# Start of Supplied passage

Dr. Abendanon has given me permission to publish this English version, which is a selection comprising about two-thirds of the original book.
I also wish to acknowledge my debt to Dr. Leonard Van Noppen, who, when Queen Wilhelmina Professor of Dutch Literature at Columbia University, first called my attention to the book and told me something of Kartini's story.
A.L.S.
FOREWORD
When the letters of Raden Adjeng Kartini were published in Holland, they aroused much interest and awakened a warm sympathy for the writer. She was the young daughter of a Javanese Regent, one of the princesses
who grow up and blossom in sombre obscurity and seclusion, leading their monotonous and often melancholy lives within the confines of the Kaboepaten, as the high walled Regent's palaces are called.
The thought of India, or as we now say, perhaps more happily, Java, had a strange fascination for me even as a child. I was charmed by the weird mystery of its stories, which frightened even while they charmed me. Although I was born in Holland, our family traditions had been rooted in Java. My father began his official career there as a Judge, and my mother was the daughter of a Governor General, while my older brothers had followed their father's example and were officials under the Colonial Government.
At nine years of age I was taken to the inscrutable and far off land round which my early fancy had played; and I passed five of my school years in Batavia. At the end of those five years, I felt the same charm and the same mystery. The thought of Java became almost an obsession. I felt that while we Netherlanders might rule and exploit the country, we should never be able to penetrate its mystery. It seemed to me that it would always be covered by a thick veil, which guarded its Eastern soul from the strange eyes of the Western conqueror. There was a quiet strength, Een Stille Kracht
[1] unperceived by our cold, business-like gaze. It was something intangible, and almost hostile, with a silent, secret hostility that lurked in the atmosphere, in nature and above all, in the soul of the natives. It menaced from the slumbering volcanoes, and lay hidden in the mysterious shadows of the rustling bamboos. It was in the bright, silver moonlight when the drooping palm trees trembled in the wind until they seemed to play a symphony so gentle and so complaining that it moved me to my soul. I do not know whether this was poetic imagination ever prone to be supersensitive, or in reality the Quiet Strength,
hidden in the heart of the East and eternally at war with the spirit of the West. It is certainly true that the Javanese has never been an open book to the Netherlander. The difference of race forms an abyss so deep that though they may stand face to face and look into each other's eyes, it is as though they saw nothing.
The Javanese woman of noble birth is even more impenetrable. The life of a Raden Adjeng or a Raden Ajoe, is a thing apart. Even the Dutch officials and rulers of the country know nothing of the lives of these secluded princesses,
as we like to call the wives and daughters of the Regents, though they themselves lay no claim to a title which in Europe ranks so high.
Suddenly a voice was heard from the depths of this unknown land. It rose from behind the high protecting wall that had done its work of subjection and concealment through the ages. It was gentle, like the melodious song of a little bird in a cage—in a costly cage it is true, and surrounded by the tenderest care, but still in a cage that was also a prison. It was the voice of Raden Adjeng Kartini, which sounded above the walls of the close-barred Kaboepaten. It was like the cry of a little bird that wanted to spread its wings free in the air, and fly towards life. And the sound grew fuller and clearer, till it became the rich voice of a woman.

# End of Supplied passage

» Task
Carry on the foreword about Kartini's letters, picking up right after its final sentence. The material that comes next is separate from the foreword about Kartini's letters.

# Start of Stored records

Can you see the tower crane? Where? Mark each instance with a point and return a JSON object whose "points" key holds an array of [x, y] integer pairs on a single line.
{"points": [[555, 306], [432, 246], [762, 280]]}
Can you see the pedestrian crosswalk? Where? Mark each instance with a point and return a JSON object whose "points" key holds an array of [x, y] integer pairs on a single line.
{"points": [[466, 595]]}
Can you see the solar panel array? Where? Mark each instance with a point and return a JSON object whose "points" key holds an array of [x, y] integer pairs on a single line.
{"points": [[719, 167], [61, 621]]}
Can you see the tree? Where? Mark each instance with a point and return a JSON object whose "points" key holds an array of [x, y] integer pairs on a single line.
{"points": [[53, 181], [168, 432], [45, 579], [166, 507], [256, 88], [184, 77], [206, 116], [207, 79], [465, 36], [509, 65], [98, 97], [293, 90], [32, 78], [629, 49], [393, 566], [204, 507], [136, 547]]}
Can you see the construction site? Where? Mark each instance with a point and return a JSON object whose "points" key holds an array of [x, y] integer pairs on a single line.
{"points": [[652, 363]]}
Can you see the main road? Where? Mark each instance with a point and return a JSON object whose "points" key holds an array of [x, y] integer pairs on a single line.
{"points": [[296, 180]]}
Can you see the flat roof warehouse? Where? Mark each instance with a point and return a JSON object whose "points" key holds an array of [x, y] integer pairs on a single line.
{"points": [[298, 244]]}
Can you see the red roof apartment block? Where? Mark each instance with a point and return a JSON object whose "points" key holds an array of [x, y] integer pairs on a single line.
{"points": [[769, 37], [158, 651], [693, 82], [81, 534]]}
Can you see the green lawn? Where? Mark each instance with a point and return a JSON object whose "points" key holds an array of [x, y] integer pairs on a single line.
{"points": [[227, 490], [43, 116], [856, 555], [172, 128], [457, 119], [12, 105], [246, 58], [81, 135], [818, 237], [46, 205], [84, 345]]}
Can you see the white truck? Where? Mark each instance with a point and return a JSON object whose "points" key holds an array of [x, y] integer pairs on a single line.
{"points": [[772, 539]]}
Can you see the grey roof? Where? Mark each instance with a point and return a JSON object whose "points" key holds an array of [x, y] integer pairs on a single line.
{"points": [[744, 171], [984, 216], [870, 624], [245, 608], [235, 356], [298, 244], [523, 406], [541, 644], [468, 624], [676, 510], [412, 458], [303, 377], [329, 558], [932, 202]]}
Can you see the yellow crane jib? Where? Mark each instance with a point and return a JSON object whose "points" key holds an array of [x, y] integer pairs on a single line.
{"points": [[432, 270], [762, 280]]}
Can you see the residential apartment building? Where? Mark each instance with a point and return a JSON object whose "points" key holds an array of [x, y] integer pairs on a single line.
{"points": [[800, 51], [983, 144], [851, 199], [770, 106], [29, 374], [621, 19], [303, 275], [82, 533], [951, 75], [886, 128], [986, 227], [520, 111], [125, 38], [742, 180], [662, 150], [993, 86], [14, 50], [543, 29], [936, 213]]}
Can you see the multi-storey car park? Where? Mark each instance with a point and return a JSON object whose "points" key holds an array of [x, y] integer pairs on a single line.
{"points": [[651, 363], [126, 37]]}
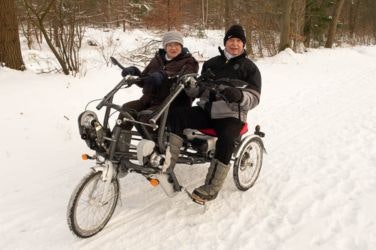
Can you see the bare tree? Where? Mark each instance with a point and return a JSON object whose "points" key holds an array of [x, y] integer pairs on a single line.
{"points": [[333, 25], [285, 31], [10, 50]]}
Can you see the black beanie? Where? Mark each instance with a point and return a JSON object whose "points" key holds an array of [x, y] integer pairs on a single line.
{"points": [[235, 31]]}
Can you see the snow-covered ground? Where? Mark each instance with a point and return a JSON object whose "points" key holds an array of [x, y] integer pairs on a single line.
{"points": [[317, 188]]}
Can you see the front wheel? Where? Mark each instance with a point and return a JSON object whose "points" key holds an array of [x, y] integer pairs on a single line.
{"points": [[92, 204], [248, 164]]}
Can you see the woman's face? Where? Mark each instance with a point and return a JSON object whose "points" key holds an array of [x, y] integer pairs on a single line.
{"points": [[234, 46], [173, 49]]}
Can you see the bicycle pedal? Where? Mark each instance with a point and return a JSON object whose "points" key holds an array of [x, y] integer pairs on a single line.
{"points": [[196, 199]]}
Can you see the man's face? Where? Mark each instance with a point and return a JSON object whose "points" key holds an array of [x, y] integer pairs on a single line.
{"points": [[173, 49], [234, 46]]}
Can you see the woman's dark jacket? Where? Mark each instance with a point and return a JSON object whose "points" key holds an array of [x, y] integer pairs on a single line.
{"points": [[153, 94]]}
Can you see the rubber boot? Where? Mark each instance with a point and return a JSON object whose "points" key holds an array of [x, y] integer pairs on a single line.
{"points": [[172, 152], [215, 178], [124, 141]]}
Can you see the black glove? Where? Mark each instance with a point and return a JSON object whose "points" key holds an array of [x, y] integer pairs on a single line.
{"points": [[134, 71], [155, 78], [232, 94]]}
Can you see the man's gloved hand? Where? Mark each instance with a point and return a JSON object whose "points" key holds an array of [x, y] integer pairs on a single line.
{"points": [[132, 70], [232, 94], [155, 78]]}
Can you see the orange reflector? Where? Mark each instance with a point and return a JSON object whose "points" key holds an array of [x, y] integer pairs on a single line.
{"points": [[154, 182], [84, 157]]}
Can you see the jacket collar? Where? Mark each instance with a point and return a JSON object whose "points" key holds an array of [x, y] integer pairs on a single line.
{"points": [[222, 52], [162, 54]]}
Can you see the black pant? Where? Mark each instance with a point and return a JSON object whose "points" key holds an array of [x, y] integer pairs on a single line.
{"points": [[227, 129]]}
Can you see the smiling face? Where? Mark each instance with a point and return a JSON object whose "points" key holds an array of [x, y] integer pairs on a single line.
{"points": [[173, 49], [234, 46]]}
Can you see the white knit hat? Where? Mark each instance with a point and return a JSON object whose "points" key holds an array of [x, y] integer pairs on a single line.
{"points": [[171, 37]]}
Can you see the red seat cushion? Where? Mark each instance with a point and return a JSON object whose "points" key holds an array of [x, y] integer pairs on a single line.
{"points": [[212, 132]]}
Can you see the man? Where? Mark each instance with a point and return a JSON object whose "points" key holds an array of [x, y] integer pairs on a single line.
{"points": [[239, 83], [156, 85]]}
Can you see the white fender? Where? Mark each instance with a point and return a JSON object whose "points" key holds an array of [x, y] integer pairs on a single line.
{"points": [[244, 142]]}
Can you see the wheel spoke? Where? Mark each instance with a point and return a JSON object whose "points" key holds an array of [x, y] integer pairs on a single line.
{"points": [[89, 214]]}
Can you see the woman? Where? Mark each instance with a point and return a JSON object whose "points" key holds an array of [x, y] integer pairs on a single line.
{"points": [[167, 62]]}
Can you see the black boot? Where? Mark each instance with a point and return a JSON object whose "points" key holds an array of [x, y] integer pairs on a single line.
{"points": [[172, 152], [215, 178]]}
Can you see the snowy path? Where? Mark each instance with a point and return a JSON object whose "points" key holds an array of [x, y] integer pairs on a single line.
{"points": [[316, 189]]}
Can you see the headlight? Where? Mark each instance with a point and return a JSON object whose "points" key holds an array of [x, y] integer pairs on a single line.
{"points": [[86, 119]]}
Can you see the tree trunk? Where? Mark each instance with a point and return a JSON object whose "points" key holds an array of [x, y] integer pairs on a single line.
{"points": [[248, 32], [227, 16], [333, 25], [285, 31], [353, 16], [10, 49]]}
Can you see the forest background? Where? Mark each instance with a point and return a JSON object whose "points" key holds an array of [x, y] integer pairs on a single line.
{"points": [[271, 26]]}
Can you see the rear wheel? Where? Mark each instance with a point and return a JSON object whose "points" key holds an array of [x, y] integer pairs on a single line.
{"points": [[248, 164], [92, 205]]}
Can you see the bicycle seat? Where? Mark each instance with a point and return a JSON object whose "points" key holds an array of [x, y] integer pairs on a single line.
{"points": [[212, 132]]}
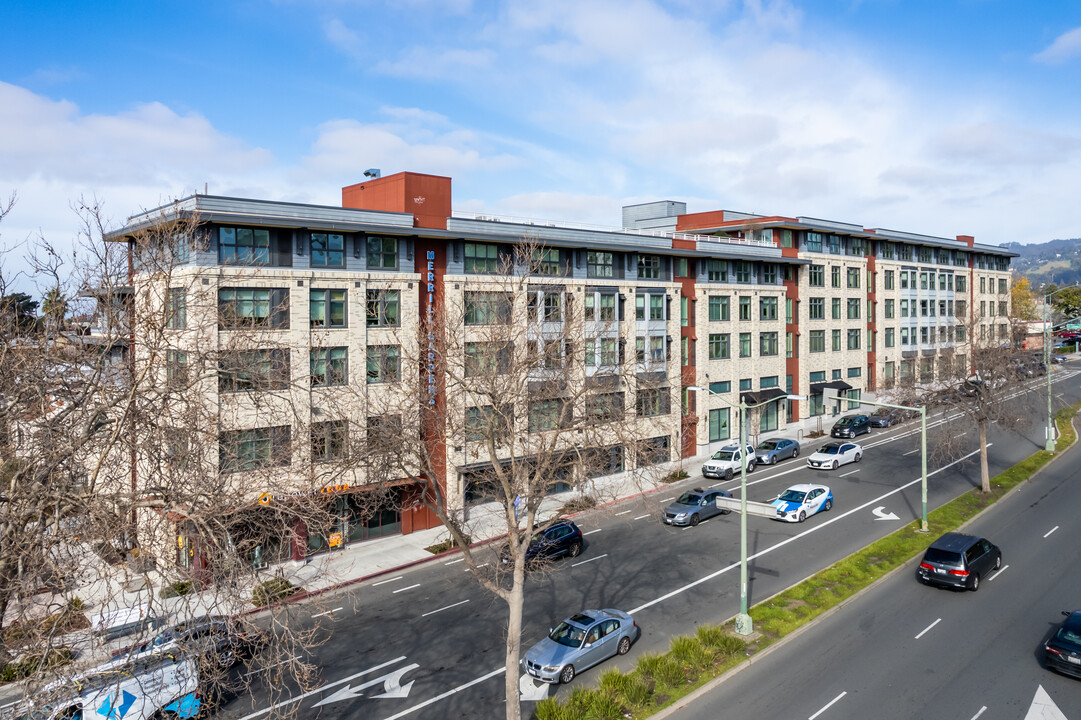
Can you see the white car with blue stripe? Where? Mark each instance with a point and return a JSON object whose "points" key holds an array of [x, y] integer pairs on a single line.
{"points": [[800, 502]]}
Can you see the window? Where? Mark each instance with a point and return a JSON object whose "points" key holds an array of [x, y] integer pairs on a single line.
{"points": [[768, 308], [243, 245], [176, 307], [546, 414], [649, 267], [329, 365], [717, 270], [328, 308], [482, 308], [853, 308], [744, 345], [718, 308], [481, 258], [383, 308], [328, 250], [382, 253], [653, 401], [253, 370], [253, 307], [719, 346], [768, 344], [743, 271], [384, 363], [241, 451], [330, 441]]}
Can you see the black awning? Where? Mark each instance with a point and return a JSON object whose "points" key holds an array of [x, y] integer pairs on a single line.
{"points": [[762, 396], [816, 388]]}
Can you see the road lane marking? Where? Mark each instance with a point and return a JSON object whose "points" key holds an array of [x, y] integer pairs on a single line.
{"points": [[793, 538], [589, 560], [445, 608], [322, 688], [923, 631], [828, 705], [385, 582]]}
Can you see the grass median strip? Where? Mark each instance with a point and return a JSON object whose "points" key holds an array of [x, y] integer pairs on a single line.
{"points": [[659, 680]]}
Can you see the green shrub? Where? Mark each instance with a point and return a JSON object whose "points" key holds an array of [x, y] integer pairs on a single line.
{"points": [[272, 590], [176, 589]]}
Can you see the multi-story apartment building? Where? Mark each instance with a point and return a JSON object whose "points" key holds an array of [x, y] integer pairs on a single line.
{"points": [[329, 303]]}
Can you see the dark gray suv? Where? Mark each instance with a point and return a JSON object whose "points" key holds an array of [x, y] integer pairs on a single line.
{"points": [[959, 560]]}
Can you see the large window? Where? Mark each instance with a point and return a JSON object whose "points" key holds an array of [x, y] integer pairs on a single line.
{"points": [[243, 245], [328, 308], [328, 250], [384, 308], [253, 307], [253, 370], [330, 441], [481, 258], [384, 363], [382, 253], [600, 265], [241, 451], [329, 365]]}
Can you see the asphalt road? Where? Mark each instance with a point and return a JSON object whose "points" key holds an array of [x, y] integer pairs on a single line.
{"points": [[904, 650], [430, 641]]}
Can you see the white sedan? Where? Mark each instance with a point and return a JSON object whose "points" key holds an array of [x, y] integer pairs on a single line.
{"points": [[832, 455]]}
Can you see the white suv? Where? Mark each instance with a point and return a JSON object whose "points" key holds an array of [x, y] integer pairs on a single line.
{"points": [[725, 462]]}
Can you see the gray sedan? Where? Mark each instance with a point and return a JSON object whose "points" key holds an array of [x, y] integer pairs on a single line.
{"points": [[694, 506], [579, 642]]}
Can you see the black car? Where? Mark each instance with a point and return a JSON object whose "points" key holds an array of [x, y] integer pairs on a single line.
{"points": [[560, 538], [850, 426], [1063, 651], [959, 560]]}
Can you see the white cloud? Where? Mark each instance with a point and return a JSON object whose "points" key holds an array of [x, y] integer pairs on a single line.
{"points": [[1065, 48]]}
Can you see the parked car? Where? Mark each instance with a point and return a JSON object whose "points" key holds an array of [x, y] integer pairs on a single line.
{"points": [[770, 452], [885, 417], [695, 506], [560, 538], [800, 502], [1063, 651], [959, 560], [725, 462], [850, 426], [835, 454], [579, 642]]}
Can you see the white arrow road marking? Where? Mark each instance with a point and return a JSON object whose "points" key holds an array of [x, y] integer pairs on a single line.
{"points": [[880, 514], [1043, 707], [391, 685], [532, 691]]}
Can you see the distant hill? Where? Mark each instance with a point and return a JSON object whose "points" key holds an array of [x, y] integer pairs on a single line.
{"points": [[1058, 261]]}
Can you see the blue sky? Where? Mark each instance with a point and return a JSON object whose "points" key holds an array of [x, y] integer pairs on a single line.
{"points": [[955, 117]]}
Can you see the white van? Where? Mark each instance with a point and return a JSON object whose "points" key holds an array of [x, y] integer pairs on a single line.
{"points": [[149, 687]]}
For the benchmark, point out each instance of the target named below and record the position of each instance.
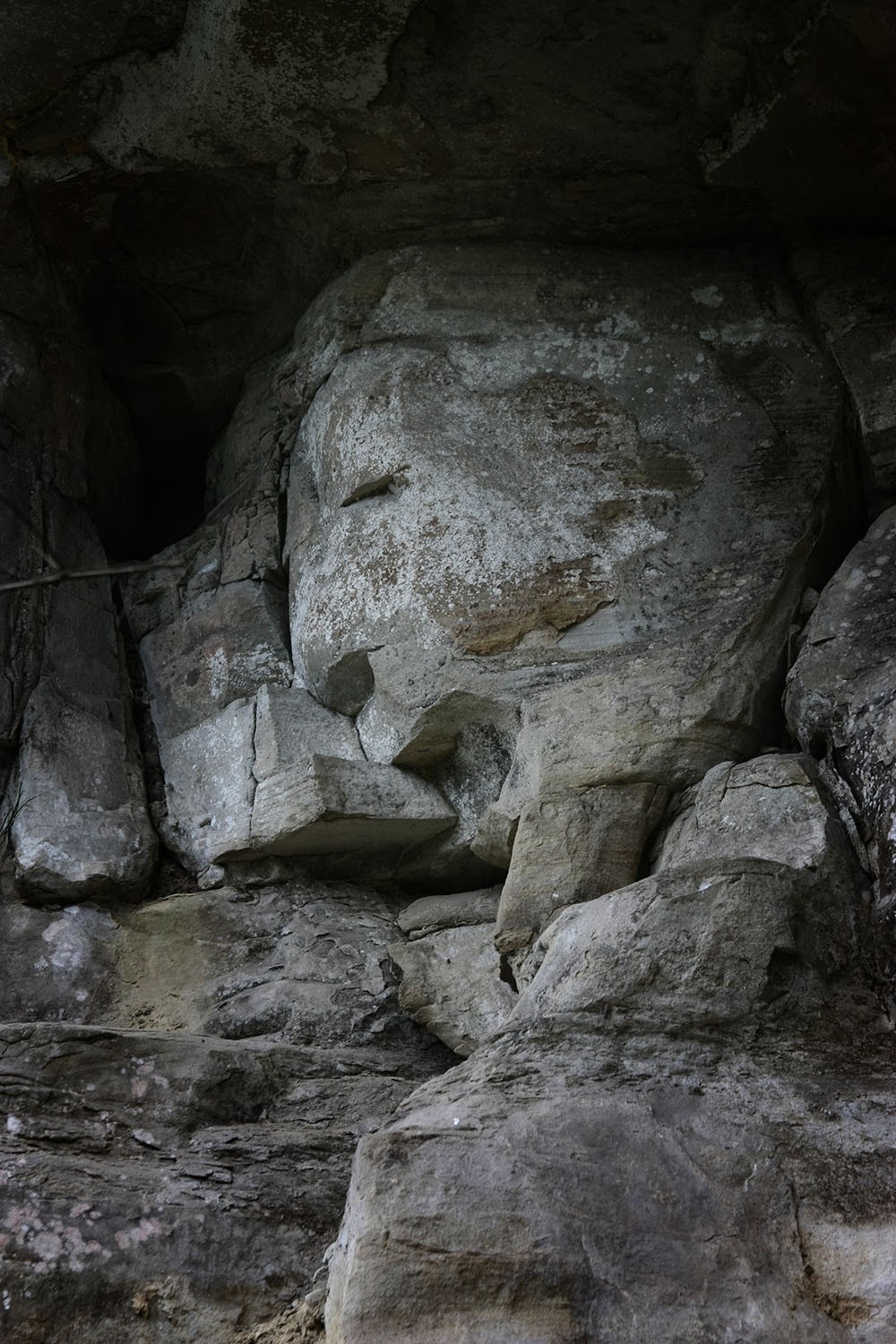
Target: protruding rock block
(328, 806)
(280, 774)
(766, 808)
(452, 986)
(841, 693)
(450, 970)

# End of Stored records

» Final result
She was shut in by aristocratic traditions and living virtually imprisoned as became a young princess
of Java; but she sang of her longing for life and work and her voice rose clearer and stronger. It penetrated to the distant Netherlands, and was heard there with wonder and with delight. She was singing a new song, the first complaint that had ever gone forth from the mysterious hidden life of the Javanese woman. With all the energy of her body and soul she wanted to be free, to work and to live and to love.
Then the complaint became a song of rejoicing. For she not only longed to lead the new life of the modern woman, but she had the strength to accomplish it, and more than that, to win the sympathy of her family and of her friends for her ideals. This little princess
lifted the concealing veil from her daily life and not only her life, her thoughts were revealed. An Oriental woman had dared to fight for feminism, even against her tenderly loved parents. For although her father and mother were enlightened for noble Javanese, they had at first strongly opposed her ideas as unheard of innovations.
She wanted to study and later to become a teacher—to open a school for the daughters of Regents, and to bring the new spirit into their lives. She battled bravely, she would not give up; in the end, she won.
Raden Adjeng Kartini freed herself from the narrow oppression of tradition, and the simple language of these letters chants a paean From Darkness into Light.
[2] The mist of obscurity is cleared away from her land and her people. The Javanese soul is shown as simple, gentle, and less hostile than we Westerners had ever dared to hope. For the soul of this girl was one with the soul of her people, and it is through her that a new confidence has grown up between the West and the East, between the Netherlands and Java. The mysterious Quiet Strength
is brought into the light, it is tender, human and full of love, and Holland may well be grateful to the hand that revealed it.
This noble and pure soul was not destined to remain long upon earth. Had she lived, who knows what Raden Adjeng Kartini might not have accomplished for the well being of her country and her people; above all, for the Javanese woman and the Javanese child. She was the first Regent's daughter to break the fixed tradition in regard to marriage; it was customary to give the bride to a strange bridegroom, whom she had never seen, perhaps never even heard of, until her wedding day. Kartini chose her own husband, a man whom she loved, but her happy life with him was cut short by her early death.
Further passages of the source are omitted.